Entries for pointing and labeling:
· · · ·
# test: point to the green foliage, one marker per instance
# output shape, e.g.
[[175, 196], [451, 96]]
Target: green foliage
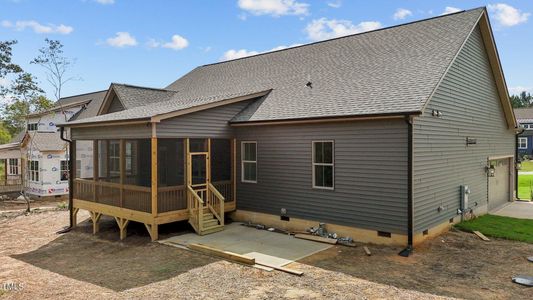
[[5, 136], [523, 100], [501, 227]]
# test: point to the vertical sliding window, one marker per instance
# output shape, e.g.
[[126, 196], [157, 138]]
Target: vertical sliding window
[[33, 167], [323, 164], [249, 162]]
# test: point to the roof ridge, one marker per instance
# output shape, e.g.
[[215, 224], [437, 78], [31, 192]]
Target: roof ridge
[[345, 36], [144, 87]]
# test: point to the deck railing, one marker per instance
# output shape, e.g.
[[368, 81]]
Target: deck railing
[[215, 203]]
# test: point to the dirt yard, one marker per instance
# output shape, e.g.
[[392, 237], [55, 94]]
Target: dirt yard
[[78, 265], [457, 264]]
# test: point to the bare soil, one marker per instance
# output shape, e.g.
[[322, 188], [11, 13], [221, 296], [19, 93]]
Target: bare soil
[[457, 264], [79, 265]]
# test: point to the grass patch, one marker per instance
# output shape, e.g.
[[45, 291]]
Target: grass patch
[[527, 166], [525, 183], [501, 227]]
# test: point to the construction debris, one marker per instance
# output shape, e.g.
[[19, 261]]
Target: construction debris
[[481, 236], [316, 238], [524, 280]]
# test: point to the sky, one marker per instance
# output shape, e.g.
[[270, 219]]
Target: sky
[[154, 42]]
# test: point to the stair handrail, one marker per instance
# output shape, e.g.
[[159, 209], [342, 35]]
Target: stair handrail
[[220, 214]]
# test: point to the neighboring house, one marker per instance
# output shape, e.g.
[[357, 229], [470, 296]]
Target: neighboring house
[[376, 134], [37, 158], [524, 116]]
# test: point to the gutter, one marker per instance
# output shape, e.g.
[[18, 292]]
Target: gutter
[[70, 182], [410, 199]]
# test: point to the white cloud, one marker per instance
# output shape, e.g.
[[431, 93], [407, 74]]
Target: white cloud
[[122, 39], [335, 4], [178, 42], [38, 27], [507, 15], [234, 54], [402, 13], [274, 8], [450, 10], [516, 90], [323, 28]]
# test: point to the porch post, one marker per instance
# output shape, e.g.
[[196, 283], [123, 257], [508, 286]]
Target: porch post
· · · ·
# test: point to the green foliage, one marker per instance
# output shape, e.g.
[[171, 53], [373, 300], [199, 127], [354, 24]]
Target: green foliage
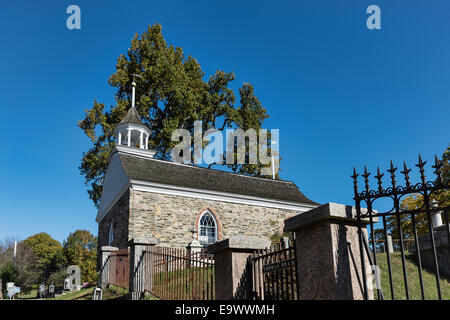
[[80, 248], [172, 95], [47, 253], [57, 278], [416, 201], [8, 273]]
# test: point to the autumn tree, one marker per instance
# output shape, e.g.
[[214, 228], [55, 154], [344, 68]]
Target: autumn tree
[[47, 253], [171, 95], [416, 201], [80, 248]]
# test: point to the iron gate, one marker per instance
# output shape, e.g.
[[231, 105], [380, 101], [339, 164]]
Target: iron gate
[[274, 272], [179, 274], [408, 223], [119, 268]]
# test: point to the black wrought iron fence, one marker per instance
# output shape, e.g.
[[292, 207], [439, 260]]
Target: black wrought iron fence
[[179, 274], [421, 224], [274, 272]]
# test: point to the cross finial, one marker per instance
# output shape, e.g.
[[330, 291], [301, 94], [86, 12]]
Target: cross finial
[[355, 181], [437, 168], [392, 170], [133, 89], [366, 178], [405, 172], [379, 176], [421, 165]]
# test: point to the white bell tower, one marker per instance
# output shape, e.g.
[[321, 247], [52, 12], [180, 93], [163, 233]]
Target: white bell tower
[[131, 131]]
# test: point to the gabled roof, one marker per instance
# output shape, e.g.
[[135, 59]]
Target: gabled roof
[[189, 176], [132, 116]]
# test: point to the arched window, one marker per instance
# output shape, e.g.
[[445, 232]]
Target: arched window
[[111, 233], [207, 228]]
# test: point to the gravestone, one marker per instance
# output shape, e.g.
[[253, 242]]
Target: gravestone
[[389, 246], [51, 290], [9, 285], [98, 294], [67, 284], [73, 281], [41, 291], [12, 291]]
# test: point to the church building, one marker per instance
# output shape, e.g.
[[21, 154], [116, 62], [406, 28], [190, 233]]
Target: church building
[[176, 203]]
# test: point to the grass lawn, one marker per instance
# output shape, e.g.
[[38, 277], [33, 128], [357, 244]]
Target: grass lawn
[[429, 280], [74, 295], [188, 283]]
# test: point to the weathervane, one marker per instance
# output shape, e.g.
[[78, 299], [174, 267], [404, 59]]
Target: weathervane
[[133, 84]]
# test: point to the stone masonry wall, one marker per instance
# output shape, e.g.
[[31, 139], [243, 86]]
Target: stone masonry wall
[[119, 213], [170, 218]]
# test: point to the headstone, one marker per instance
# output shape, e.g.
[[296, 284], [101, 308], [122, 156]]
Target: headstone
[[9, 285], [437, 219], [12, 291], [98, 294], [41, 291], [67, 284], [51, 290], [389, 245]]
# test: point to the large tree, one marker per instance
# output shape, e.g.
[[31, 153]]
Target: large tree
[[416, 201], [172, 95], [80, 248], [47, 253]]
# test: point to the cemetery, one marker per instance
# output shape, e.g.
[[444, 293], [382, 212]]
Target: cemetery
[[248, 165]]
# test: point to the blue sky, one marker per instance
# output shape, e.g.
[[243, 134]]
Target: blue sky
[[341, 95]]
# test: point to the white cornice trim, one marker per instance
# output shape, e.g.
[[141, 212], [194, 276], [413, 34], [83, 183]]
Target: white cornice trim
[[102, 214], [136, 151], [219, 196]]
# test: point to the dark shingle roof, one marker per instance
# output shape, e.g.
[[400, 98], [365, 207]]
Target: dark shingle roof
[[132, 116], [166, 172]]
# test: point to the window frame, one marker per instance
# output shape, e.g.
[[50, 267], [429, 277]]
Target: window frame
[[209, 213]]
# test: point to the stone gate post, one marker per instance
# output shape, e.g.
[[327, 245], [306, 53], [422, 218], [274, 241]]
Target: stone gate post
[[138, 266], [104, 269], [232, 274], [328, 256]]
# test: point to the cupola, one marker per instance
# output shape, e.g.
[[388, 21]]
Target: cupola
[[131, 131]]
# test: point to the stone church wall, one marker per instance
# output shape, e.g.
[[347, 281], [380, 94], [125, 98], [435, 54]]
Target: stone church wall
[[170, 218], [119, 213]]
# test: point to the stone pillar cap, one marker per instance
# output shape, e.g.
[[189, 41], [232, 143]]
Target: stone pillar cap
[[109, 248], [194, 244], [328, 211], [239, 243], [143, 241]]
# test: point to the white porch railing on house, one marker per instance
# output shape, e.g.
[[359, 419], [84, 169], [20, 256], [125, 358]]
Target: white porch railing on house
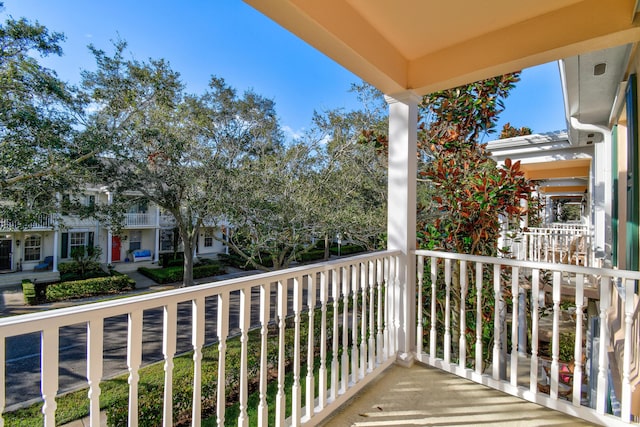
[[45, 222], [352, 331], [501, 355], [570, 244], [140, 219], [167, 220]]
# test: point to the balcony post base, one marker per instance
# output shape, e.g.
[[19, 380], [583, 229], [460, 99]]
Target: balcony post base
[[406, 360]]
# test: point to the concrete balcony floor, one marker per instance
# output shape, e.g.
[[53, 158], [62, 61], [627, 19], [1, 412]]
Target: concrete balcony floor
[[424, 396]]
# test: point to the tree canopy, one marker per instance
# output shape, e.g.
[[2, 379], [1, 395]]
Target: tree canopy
· · · ·
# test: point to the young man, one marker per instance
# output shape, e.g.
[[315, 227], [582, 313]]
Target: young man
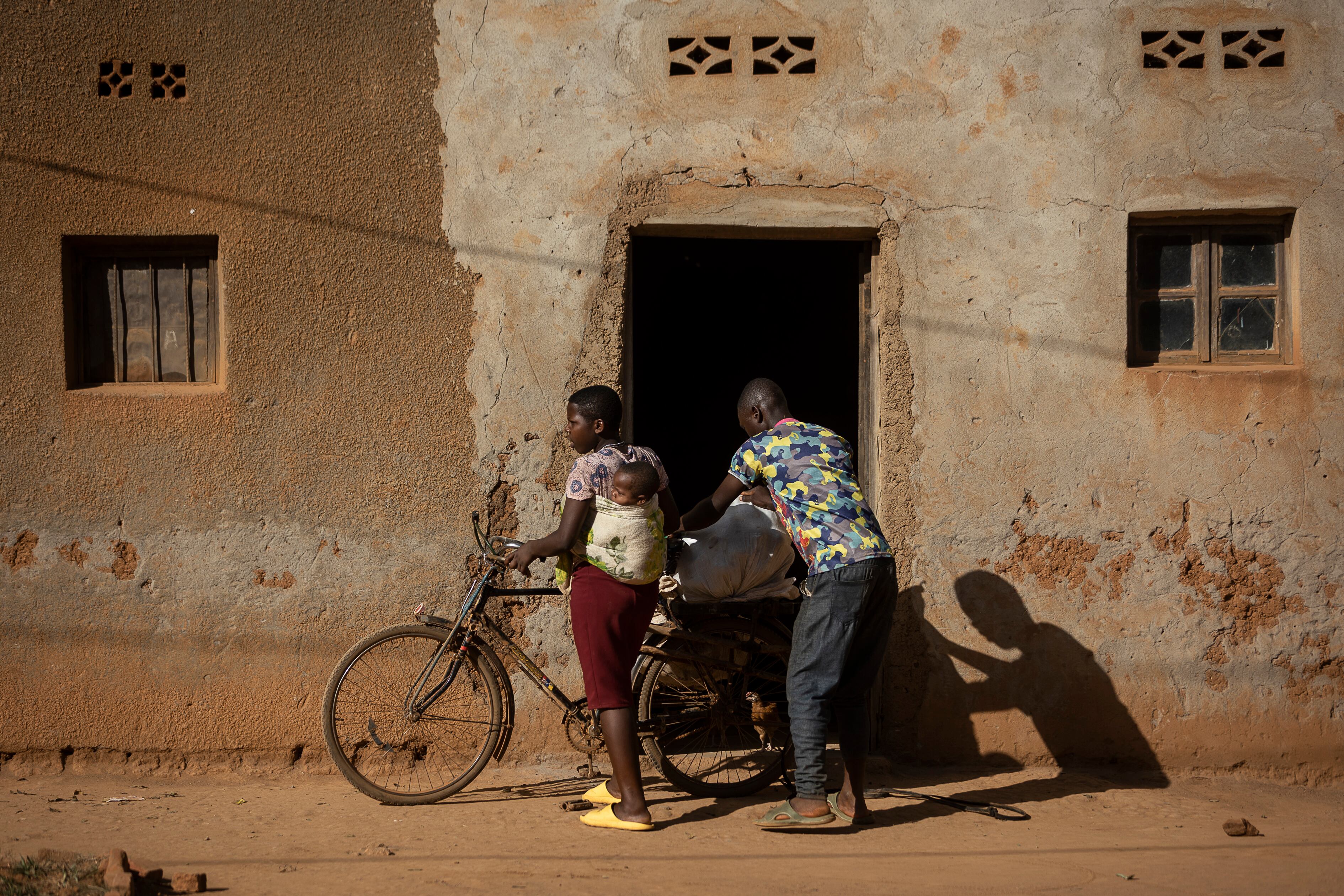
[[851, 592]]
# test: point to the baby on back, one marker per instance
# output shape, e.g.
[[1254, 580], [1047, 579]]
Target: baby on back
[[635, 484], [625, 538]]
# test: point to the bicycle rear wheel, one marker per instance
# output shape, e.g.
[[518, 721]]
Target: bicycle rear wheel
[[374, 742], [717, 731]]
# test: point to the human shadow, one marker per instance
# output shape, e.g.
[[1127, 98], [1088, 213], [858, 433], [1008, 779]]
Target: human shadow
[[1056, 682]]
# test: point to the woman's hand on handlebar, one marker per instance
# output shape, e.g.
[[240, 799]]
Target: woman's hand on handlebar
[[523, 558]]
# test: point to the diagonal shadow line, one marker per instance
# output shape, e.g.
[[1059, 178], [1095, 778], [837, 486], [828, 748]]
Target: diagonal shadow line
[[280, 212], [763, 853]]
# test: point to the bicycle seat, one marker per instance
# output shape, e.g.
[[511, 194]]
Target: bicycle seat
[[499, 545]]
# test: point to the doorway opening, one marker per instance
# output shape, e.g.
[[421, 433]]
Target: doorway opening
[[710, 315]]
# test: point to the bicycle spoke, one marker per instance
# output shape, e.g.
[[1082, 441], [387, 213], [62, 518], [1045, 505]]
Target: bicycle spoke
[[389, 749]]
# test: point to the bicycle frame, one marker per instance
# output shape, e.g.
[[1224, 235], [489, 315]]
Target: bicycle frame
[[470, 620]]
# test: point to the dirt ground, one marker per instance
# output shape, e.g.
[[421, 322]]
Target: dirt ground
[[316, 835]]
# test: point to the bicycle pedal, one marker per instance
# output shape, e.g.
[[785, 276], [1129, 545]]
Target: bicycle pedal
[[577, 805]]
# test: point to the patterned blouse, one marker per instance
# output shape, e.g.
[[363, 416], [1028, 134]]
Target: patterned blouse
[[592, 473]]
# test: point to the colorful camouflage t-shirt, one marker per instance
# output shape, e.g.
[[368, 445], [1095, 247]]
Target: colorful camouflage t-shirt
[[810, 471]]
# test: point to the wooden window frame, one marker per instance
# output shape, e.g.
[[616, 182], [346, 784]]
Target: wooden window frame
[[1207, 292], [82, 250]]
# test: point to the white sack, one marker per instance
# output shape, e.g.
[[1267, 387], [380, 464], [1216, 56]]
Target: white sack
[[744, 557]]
· · · ·
What you should do:
Return verbatim everything in the material from the line containing "# test: point to the human" down to the line containing "[[523, 558]]", including both of those lines.

Solved problem:
# test: point to the human shadow, one marker per instance
# output shape, e.g.
[[1127, 98], [1088, 213], [858, 433], [1008, 779]]
Target: human shadow
[[1056, 682]]
# test: point to the woman's hand on handlebar, one marker per instance
# output shape, e.g.
[[240, 799]]
Target: woman's hand on handlebar
[[523, 558]]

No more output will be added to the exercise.